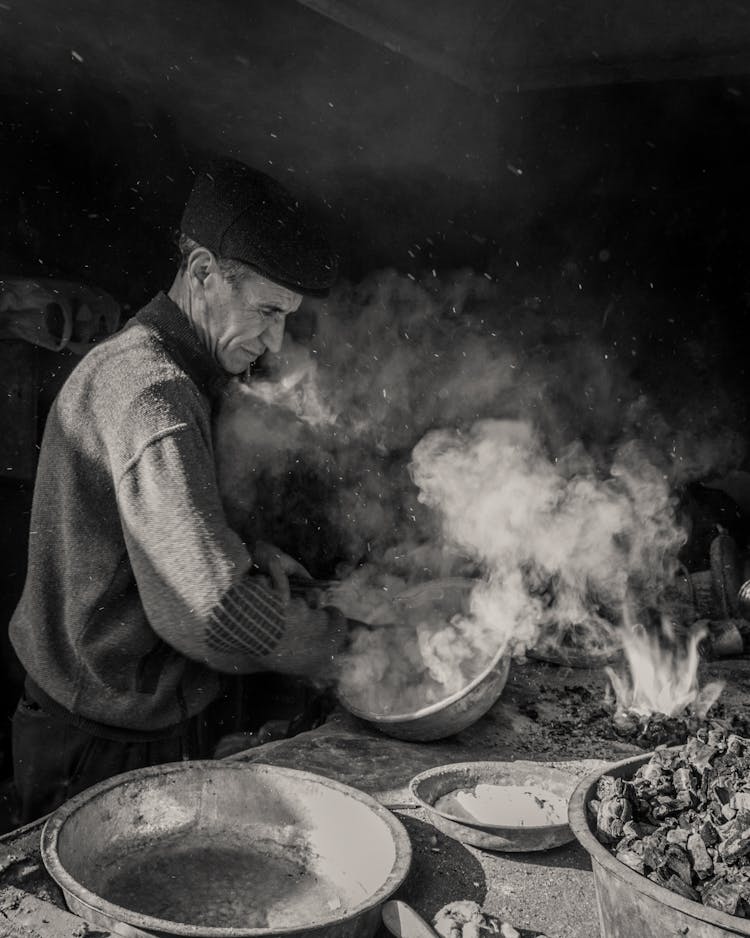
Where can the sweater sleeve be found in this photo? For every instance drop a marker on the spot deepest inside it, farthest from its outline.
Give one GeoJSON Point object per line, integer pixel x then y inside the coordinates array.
{"type": "Point", "coordinates": [192, 570]}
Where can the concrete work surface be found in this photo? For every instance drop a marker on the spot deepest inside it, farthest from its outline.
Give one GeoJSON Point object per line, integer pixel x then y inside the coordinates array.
{"type": "Point", "coordinates": [556, 715]}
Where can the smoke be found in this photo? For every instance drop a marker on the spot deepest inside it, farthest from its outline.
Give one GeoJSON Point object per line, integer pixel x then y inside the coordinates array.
{"type": "Point", "coordinates": [555, 548]}
{"type": "Point", "coordinates": [437, 429]}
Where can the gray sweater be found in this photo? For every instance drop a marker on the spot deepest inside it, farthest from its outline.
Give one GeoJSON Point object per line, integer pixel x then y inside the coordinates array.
{"type": "Point", "coordinates": [137, 591]}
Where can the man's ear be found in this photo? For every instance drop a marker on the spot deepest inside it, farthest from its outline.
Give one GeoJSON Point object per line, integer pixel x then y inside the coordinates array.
{"type": "Point", "coordinates": [200, 264]}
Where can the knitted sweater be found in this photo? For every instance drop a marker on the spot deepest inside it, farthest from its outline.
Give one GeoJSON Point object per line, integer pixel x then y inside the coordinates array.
{"type": "Point", "coordinates": [137, 591]}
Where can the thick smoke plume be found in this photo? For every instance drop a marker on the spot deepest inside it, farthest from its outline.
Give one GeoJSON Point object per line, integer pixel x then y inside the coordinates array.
{"type": "Point", "coordinates": [418, 431]}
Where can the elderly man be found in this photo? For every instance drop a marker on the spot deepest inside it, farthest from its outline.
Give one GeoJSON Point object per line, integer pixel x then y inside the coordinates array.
{"type": "Point", "coordinates": [138, 593]}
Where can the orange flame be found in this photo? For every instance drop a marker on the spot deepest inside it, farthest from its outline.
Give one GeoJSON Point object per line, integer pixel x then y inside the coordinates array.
{"type": "Point", "coordinates": [661, 678]}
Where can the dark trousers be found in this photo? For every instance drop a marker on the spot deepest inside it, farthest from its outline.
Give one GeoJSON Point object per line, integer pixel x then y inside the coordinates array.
{"type": "Point", "coordinates": [53, 759]}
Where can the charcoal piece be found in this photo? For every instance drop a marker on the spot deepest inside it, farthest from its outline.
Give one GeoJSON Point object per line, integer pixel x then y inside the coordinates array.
{"type": "Point", "coordinates": [610, 787]}
{"type": "Point", "coordinates": [638, 829]}
{"type": "Point", "coordinates": [677, 884]}
{"type": "Point", "coordinates": [735, 846]}
{"type": "Point", "coordinates": [699, 858]}
{"type": "Point", "coordinates": [656, 877]}
{"type": "Point", "coordinates": [737, 745]}
{"type": "Point", "coordinates": [721, 895]}
{"type": "Point", "coordinates": [632, 859]}
{"type": "Point", "coordinates": [699, 754]}
{"type": "Point", "coordinates": [653, 850]}
{"type": "Point", "coordinates": [741, 801]}
{"type": "Point", "coordinates": [722, 794]}
{"type": "Point", "coordinates": [677, 860]}
{"type": "Point", "coordinates": [678, 836]}
{"type": "Point", "coordinates": [682, 779]}
{"type": "Point", "coordinates": [610, 818]}
{"type": "Point", "coordinates": [650, 772]}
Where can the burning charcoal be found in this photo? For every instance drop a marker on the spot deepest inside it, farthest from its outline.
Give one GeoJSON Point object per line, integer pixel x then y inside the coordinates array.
{"type": "Point", "coordinates": [678, 885]}
{"type": "Point", "coordinates": [721, 895]}
{"type": "Point", "coordinates": [610, 818]}
{"type": "Point", "coordinates": [632, 859]}
{"type": "Point", "coordinates": [700, 860]}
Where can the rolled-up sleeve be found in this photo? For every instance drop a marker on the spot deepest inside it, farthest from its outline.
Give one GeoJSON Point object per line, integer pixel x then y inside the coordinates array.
{"type": "Point", "coordinates": [193, 571]}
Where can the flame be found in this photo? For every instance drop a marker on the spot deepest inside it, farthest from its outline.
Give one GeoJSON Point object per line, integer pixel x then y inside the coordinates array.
{"type": "Point", "coordinates": [661, 678]}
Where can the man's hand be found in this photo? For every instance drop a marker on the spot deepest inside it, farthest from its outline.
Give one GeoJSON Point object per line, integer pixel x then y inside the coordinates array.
{"type": "Point", "coordinates": [278, 566]}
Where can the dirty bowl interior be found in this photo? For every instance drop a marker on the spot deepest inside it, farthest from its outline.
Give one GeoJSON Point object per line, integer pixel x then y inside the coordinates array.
{"type": "Point", "coordinates": [445, 598]}
{"type": "Point", "coordinates": [219, 849]}
{"type": "Point", "coordinates": [430, 786]}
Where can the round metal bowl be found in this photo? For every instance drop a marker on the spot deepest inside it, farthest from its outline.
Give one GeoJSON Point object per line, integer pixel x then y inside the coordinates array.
{"type": "Point", "coordinates": [628, 903]}
{"type": "Point", "coordinates": [225, 850]}
{"type": "Point", "coordinates": [428, 787]}
{"type": "Point", "coordinates": [461, 709]}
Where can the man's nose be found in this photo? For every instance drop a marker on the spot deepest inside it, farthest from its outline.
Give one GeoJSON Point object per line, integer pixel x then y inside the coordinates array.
{"type": "Point", "coordinates": [274, 335]}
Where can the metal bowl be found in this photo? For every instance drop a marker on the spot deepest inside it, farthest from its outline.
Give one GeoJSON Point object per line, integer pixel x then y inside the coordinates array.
{"type": "Point", "coordinates": [428, 787]}
{"type": "Point", "coordinates": [226, 850]}
{"type": "Point", "coordinates": [459, 710]}
{"type": "Point", "coordinates": [629, 903]}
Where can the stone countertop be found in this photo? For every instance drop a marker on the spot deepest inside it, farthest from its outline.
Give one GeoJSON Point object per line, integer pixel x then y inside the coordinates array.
{"type": "Point", "coordinates": [549, 714]}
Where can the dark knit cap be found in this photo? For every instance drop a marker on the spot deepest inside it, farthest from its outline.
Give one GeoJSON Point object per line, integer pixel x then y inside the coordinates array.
{"type": "Point", "coordinates": [242, 214]}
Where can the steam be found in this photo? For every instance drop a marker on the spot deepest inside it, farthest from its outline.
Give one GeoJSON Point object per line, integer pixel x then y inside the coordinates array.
{"type": "Point", "coordinates": [422, 431]}
{"type": "Point", "coordinates": [556, 543]}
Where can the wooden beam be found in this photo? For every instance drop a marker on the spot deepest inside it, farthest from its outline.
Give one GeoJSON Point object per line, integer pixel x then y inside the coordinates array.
{"type": "Point", "coordinates": [372, 27]}
{"type": "Point", "coordinates": [492, 81]}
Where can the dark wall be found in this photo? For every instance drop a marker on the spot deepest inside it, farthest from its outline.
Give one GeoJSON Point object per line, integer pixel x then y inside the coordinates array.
{"type": "Point", "coordinates": [628, 199]}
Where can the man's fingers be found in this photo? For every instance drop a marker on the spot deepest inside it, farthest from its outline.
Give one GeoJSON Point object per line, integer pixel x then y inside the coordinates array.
{"type": "Point", "coordinates": [279, 578]}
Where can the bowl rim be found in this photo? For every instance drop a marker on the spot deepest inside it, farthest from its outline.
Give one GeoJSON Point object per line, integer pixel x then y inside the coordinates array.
{"type": "Point", "coordinates": [488, 828]}
{"type": "Point", "coordinates": [407, 716]}
{"type": "Point", "coordinates": [67, 882]}
{"type": "Point", "coordinates": [436, 707]}
{"type": "Point", "coordinates": [579, 824]}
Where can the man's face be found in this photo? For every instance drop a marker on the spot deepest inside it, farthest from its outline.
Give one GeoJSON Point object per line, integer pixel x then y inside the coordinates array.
{"type": "Point", "coordinates": [245, 317]}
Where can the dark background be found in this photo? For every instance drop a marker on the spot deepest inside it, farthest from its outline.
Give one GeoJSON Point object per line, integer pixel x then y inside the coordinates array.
{"type": "Point", "coordinates": [586, 153]}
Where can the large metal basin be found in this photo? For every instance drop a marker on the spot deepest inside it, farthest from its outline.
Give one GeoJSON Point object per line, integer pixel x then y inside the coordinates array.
{"type": "Point", "coordinates": [629, 904]}
{"type": "Point", "coordinates": [461, 709]}
{"type": "Point", "coordinates": [224, 849]}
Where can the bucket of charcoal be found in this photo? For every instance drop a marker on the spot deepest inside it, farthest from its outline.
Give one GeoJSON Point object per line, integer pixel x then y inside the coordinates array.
{"type": "Point", "coordinates": [668, 834]}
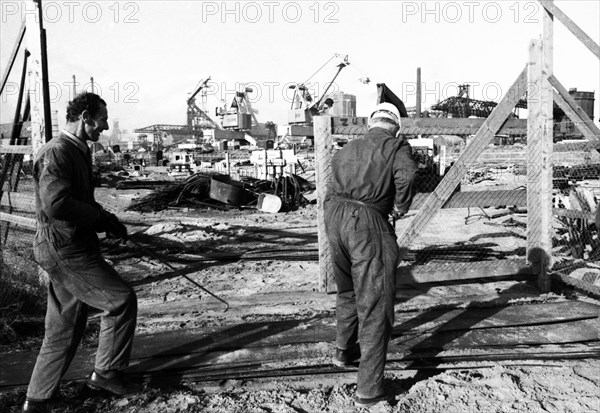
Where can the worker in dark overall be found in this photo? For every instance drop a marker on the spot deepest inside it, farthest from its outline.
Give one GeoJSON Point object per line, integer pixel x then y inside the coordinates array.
{"type": "Point", "coordinates": [372, 179]}
{"type": "Point", "coordinates": [66, 246]}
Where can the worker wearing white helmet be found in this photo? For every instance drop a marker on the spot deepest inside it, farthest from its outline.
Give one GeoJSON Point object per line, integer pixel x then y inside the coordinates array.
{"type": "Point", "coordinates": [372, 177]}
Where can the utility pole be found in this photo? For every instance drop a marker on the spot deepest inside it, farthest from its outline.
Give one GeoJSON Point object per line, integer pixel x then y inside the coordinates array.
{"type": "Point", "coordinates": [45, 81]}
{"type": "Point", "coordinates": [418, 108]}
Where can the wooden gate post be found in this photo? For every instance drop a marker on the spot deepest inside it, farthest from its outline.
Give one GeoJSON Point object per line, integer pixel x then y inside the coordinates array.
{"type": "Point", "coordinates": [539, 158]}
{"type": "Point", "coordinates": [323, 154]}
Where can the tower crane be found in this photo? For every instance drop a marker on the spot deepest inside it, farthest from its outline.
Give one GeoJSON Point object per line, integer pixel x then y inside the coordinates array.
{"type": "Point", "coordinates": [198, 119]}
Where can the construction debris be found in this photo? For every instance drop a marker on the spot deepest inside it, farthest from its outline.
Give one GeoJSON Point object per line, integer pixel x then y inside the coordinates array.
{"type": "Point", "coordinates": [222, 192]}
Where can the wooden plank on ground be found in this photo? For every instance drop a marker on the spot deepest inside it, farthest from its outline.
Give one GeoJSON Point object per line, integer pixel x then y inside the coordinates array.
{"type": "Point", "coordinates": [482, 139]}
{"type": "Point", "coordinates": [457, 271]}
{"type": "Point", "coordinates": [217, 347]}
{"type": "Point", "coordinates": [15, 219]}
{"type": "Point", "coordinates": [429, 126]}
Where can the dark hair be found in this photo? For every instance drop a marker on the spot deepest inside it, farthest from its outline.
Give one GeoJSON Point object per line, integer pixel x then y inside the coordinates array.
{"type": "Point", "coordinates": [84, 101]}
{"type": "Point", "coordinates": [383, 120]}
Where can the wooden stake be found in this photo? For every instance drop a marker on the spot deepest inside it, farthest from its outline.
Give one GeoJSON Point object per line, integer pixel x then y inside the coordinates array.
{"type": "Point", "coordinates": [324, 153]}
{"type": "Point", "coordinates": [539, 166]}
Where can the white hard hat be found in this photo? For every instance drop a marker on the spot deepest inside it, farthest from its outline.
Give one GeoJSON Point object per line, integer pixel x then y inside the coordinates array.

◇ ◇ ◇ ◇ ◇

▶ [Task to carry out]:
Return the lines beginning at the one that contains "Where can the wooden plank" and continuing through the last line of the data, exactly as they stand and without any others.

▶ [Exercise output]:
Where can the wooden plank on ground be found in this photo? For every instance drop a marker on the spot deepest inside it, farthest from its outline.
Give one GeoJSON Point object per line, integer pixel x then y inside the coordinates array.
{"type": "Point", "coordinates": [482, 139]}
{"type": "Point", "coordinates": [457, 271]}
{"type": "Point", "coordinates": [217, 347]}
{"type": "Point", "coordinates": [15, 219]}
{"type": "Point", "coordinates": [429, 126]}
Where can the dark hair be found in this photo? For every instance drop a marker on the spot deepest inside it, farthest from its outline.
Give one GeoJSON Point object per line, integer pixel x then y inside the coordinates array.
{"type": "Point", "coordinates": [84, 101]}
{"type": "Point", "coordinates": [383, 120]}
Where can the wooden stake be found in this photo? For every instance drop a marker on the spot deepest inside it, farthest from its outline.
Give one GeoJSON Point object per line, integer pixel x then y inside the coordinates array.
{"type": "Point", "coordinates": [324, 153]}
{"type": "Point", "coordinates": [539, 166]}
Where can the white hard hat be found in this photo? For every instance drop a marker on the spot deepest inside it, farthest from its outline.
Give one GeoJSON Point object per line, integer pixel x then y inside the coordinates array.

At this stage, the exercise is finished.